# The exercise
Count the lines in the listing below that contain the string "woman", treating uppercase and lowercase as different, and reply with the number alone.

# Data listing

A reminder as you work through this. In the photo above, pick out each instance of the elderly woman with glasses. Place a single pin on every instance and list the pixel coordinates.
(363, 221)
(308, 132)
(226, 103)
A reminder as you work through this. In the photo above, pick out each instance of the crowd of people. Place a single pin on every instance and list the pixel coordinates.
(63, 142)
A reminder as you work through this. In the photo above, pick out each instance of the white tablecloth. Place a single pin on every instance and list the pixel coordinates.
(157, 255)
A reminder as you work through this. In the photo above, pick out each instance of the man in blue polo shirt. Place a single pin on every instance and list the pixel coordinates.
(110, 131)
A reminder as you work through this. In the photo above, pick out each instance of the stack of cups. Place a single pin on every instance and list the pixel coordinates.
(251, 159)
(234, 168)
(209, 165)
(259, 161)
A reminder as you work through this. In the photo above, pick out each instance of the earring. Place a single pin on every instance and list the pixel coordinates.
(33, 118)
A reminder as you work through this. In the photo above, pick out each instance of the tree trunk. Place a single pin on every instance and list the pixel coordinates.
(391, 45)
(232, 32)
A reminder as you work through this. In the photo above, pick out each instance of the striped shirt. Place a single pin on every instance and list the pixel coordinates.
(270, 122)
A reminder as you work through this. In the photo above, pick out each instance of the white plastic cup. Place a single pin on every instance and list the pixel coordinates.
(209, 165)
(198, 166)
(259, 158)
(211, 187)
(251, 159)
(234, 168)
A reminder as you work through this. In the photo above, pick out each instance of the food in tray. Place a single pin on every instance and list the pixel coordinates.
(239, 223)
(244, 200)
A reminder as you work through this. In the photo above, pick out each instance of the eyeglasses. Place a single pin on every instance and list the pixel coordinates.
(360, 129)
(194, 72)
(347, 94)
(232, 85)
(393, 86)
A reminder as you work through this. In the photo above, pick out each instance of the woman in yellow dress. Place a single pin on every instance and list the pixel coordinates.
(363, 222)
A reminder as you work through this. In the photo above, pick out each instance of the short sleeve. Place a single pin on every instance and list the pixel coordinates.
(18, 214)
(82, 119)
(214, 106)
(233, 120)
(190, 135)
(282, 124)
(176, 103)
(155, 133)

...

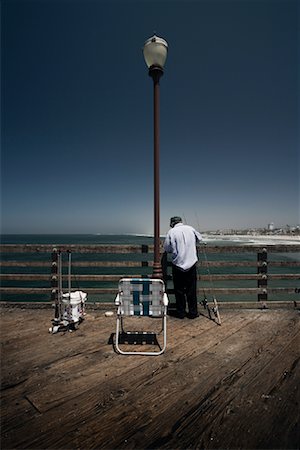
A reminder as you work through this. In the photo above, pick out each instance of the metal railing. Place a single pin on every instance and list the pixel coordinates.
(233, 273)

# Full answer
2